┏━━

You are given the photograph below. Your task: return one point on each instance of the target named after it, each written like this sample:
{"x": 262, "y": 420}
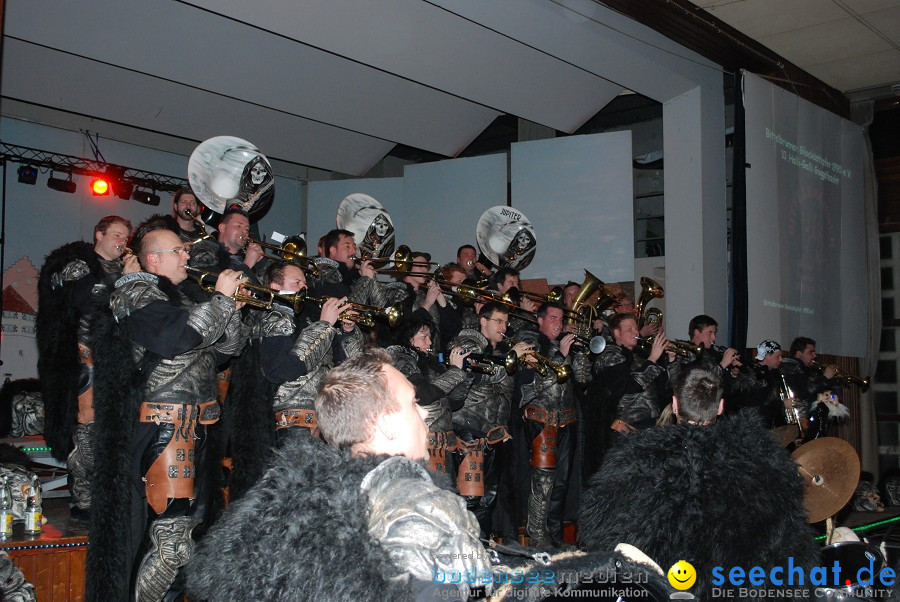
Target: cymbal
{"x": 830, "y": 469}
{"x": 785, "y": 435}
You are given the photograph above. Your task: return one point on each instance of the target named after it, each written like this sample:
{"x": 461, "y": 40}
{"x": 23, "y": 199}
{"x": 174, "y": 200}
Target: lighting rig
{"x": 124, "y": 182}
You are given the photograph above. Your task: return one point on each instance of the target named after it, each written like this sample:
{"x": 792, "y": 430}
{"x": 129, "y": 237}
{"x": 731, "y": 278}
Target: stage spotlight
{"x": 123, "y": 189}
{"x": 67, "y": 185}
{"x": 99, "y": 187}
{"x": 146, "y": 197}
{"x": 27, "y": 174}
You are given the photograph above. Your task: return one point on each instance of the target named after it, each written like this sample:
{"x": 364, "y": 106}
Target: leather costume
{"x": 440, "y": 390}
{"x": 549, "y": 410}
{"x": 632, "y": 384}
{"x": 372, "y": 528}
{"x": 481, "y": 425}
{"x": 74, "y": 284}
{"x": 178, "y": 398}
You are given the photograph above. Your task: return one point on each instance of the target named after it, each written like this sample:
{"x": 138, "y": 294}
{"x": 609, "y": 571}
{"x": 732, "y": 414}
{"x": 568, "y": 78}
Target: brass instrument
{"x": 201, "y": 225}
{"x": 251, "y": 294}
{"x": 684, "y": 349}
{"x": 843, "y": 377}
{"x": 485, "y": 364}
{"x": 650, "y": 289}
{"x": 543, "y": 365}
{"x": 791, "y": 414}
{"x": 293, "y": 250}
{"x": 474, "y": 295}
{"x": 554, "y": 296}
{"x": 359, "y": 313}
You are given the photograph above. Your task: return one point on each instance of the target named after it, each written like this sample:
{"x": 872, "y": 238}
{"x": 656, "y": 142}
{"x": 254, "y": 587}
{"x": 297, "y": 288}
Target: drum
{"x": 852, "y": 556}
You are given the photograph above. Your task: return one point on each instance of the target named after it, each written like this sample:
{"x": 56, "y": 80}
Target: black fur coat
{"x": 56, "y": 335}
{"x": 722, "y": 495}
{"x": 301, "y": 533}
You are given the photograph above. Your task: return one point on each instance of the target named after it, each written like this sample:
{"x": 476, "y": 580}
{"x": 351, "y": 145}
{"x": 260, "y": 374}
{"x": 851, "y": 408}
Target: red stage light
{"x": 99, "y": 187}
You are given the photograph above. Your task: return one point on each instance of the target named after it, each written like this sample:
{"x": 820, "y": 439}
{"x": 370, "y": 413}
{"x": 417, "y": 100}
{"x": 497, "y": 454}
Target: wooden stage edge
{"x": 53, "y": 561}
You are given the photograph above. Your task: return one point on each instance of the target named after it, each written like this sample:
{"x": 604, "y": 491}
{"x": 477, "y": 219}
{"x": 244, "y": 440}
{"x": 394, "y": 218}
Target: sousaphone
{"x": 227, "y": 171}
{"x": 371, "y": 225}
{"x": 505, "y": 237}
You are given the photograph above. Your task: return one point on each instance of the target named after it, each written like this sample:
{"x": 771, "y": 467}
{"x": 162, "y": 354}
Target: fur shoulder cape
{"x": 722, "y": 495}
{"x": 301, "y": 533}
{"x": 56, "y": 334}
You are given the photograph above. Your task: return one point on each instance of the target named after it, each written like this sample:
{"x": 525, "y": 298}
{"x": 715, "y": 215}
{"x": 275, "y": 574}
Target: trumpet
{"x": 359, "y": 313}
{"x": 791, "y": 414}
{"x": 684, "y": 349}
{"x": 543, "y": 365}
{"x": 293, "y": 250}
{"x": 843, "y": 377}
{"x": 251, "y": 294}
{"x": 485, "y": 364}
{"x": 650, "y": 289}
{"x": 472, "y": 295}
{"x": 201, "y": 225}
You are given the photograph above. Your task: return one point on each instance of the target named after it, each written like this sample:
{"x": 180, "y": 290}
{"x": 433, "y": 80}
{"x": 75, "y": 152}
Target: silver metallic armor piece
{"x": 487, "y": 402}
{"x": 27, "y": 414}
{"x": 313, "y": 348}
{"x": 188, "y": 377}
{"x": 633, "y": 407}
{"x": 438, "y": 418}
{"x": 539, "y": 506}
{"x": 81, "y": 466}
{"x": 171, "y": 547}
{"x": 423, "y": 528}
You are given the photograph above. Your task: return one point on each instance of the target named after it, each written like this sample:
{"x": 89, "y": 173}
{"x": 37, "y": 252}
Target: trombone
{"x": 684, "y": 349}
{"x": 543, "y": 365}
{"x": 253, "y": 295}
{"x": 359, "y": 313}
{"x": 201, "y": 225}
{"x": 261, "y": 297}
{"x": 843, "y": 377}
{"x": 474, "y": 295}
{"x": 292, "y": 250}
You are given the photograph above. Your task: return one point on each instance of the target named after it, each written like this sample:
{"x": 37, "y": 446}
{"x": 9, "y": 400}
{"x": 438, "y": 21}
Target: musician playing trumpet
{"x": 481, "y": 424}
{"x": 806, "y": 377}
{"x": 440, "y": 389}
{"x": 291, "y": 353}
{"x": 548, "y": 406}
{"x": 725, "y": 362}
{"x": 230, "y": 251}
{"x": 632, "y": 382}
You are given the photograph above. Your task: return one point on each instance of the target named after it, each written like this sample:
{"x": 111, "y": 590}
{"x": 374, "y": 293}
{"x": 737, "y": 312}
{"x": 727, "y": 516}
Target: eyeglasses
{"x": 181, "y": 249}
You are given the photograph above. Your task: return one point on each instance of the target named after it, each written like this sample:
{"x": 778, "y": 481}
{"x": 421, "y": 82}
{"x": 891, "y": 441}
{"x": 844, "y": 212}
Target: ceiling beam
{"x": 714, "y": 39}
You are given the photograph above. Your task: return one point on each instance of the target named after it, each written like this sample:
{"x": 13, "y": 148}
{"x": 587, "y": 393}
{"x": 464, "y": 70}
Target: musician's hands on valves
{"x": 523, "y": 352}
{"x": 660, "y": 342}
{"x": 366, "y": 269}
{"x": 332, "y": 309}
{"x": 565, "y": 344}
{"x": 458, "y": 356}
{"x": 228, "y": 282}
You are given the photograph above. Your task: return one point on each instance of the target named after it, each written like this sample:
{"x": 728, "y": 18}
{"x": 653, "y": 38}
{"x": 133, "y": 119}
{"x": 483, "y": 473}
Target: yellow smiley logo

┗━━

### TASK TO COMPLETE
Give the listing above again in its entirety, exactly as written and free of images.

### EXERCISE RESULT
You are given the photograph below. Your task: return one point on each instance of the target named after it, each written like this sample:
{"x": 262, "y": 420}
Target: cymbal
{"x": 830, "y": 469}
{"x": 785, "y": 435}
You are given the photograph above. Your task: return one point on each instance of the target named after it, each written like this sample:
{"x": 461, "y": 40}
{"x": 23, "y": 199}
{"x": 174, "y": 200}
Target: lighting rig
{"x": 124, "y": 182}
You are given the photograph above. Your task: return one point on each instance of the target named after it, each written like this sample:
{"x": 792, "y": 430}
{"x": 129, "y": 237}
{"x": 731, "y": 278}
Target: stage spotlight
{"x": 123, "y": 189}
{"x": 67, "y": 185}
{"x": 99, "y": 187}
{"x": 146, "y": 197}
{"x": 27, "y": 174}
You are given the photograph above. Your task: return one point on each instance of the target named after it, each written like this sample:
{"x": 364, "y": 106}
Target: leather costume
{"x": 440, "y": 390}
{"x": 549, "y": 410}
{"x": 632, "y": 384}
{"x": 372, "y": 528}
{"x": 481, "y": 425}
{"x": 74, "y": 284}
{"x": 178, "y": 398}
You are given the photograph above. Your task: return one point on each instance of the target named after it, each written like this sample:
{"x": 138, "y": 294}
{"x": 609, "y": 571}
{"x": 732, "y": 414}
{"x": 568, "y": 78}
Target: brass instrument
{"x": 201, "y": 225}
{"x": 251, "y": 294}
{"x": 684, "y": 349}
{"x": 843, "y": 377}
{"x": 485, "y": 364}
{"x": 650, "y": 289}
{"x": 543, "y": 365}
{"x": 791, "y": 414}
{"x": 293, "y": 250}
{"x": 474, "y": 295}
{"x": 554, "y": 296}
{"x": 359, "y": 313}
You are given the photograph above. Your task: return one point on each instance of the target named after it, each written like this sample:
{"x": 872, "y": 238}
{"x": 656, "y": 142}
{"x": 254, "y": 587}
{"x": 297, "y": 288}
Target: drum
{"x": 852, "y": 556}
You are given the photograph above. Your task: return one point on each instance of the target named after it, each written like this sample:
{"x": 56, "y": 80}
Target: black fur coat
{"x": 56, "y": 335}
{"x": 722, "y": 495}
{"x": 301, "y": 533}
You are given the photograph above. Your task: return one point on each instance of the target named after it, each written like this sample:
{"x": 476, "y": 580}
{"x": 351, "y": 145}
{"x": 260, "y": 374}
{"x": 851, "y": 408}
Target: red stage light
{"x": 99, "y": 187}
You are given the photograph above. Your task: return one point on each instance of the target named after it, each written like this sample:
{"x": 820, "y": 439}
{"x": 370, "y": 413}
{"x": 417, "y": 100}
{"x": 497, "y": 454}
Target: wooden stage edge
{"x": 53, "y": 561}
You are given the photograph above. Your task: return one point on each instance of the target named after it, each written like this sample:
{"x": 604, "y": 491}
{"x": 477, "y": 219}
{"x": 244, "y": 440}
{"x": 394, "y": 218}
Target: sousaphone
{"x": 227, "y": 171}
{"x": 371, "y": 225}
{"x": 505, "y": 237}
You are given the photograph above. Your task: return one point on each instance of the target named after it, each written like this sample:
{"x": 771, "y": 467}
{"x": 162, "y": 354}
Target: fur shoulder cape
{"x": 722, "y": 495}
{"x": 301, "y": 533}
{"x": 56, "y": 334}
You are given the photograph above. Your task: return one point on each instance of the target named after it, each written like this sample:
{"x": 525, "y": 298}
{"x": 715, "y": 215}
{"x": 275, "y": 574}
Target: trumpet
{"x": 359, "y": 313}
{"x": 791, "y": 414}
{"x": 684, "y": 349}
{"x": 543, "y": 365}
{"x": 293, "y": 250}
{"x": 843, "y": 377}
{"x": 251, "y": 294}
{"x": 485, "y": 364}
{"x": 650, "y": 289}
{"x": 472, "y": 295}
{"x": 201, "y": 225}
You are given the photograph above. Your task: return one point on each instance of the target named after it, each written like this sample:
{"x": 180, "y": 290}
{"x": 433, "y": 80}
{"x": 75, "y": 152}
Target: silver metallic armor piece
{"x": 487, "y": 402}
{"x": 27, "y": 414}
{"x": 313, "y": 348}
{"x": 188, "y": 377}
{"x": 633, "y": 407}
{"x": 438, "y": 418}
{"x": 539, "y": 506}
{"x": 81, "y": 466}
{"x": 171, "y": 547}
{"x": 423, "y": 528}
You are given the photograph above. Your task: return one point on each instance of the target named after it, each written like this sample:
{"x": 89, "y": 173}
{"x": 37, "y": 252}
Target: trombone
{"x": 684, "y": 349}
{"x": 543, "y": 365}
{"x": 253, "y": 295}
{"x": 359, "y": 313}
{"x": 201, "y": 225}
{"x": 261, "y": 297}
{"x": 843, "y": 377}
{"x": 474, "y": 295}
{"x": 292, "y": 250}
You are given the photograph above. Your task: return one point on each instance of the target named after it, each written like this sample:
{"x": 37, "y": 446}
{"x": 9, "y": 400}
{"x": 438, "y": 21}
Target: musician playing trumpet
{"x": 481, "y": 424}
{"x": 806, "y": 377}
{"x": 440, "y": 389}
{"x": 291, "y": 353}
{"x": 548, "y": 406}
{"x": 725, "y": 362}
{"x": 230, "y": 251}
{"x": 632, "y": 382}
You are given the photograph above. Your task: return one point on each instance of the target named after it, each written like this sample:
{"x": 111, "y": 590}
{"x": 374, "y": 293}
{"x": 737, "y": 312}
{"x": 727, "y": 516}
Target: eyeglasses
{"x": 181, "y": 249}
You are given the photograph above. Your task: return one point on each instance of the target named after it, each written like this sample:
{"x": 778, "y": 481}
{"x": 421, "y": 82}
{"x": 891, "y": 441}
{"x": 844, "y": 212}
Target: ceiling beam
{"x": 714, "y": 39}
You are given the photograph above. Your task: return one point on each instance of the target named after it, each written like this sample:
{"x": 13, "y": 148}
{"x": 587, "y": 393}
{"x": 464, "y": 70}
Target: musician's hands on valves
{"x": 523, "y": 352}
{"x": 660, "y": 342}
{"x": 366, "y": 269}
{"x": 332, "y": 309}
{"x": 565, "y": 344}
{"x": 458, "y": 356}
{"x": 228, "y": 282}
You are given the photograph above. Your task: return one point on each instance of the target named after it, each written like this sample:
{"x": 728, "y": 18}
{"x": 653, "y": 38}
{"x": 133, "y": 119}
{"x": 483, "y": 473}
Target: yellow smiley logo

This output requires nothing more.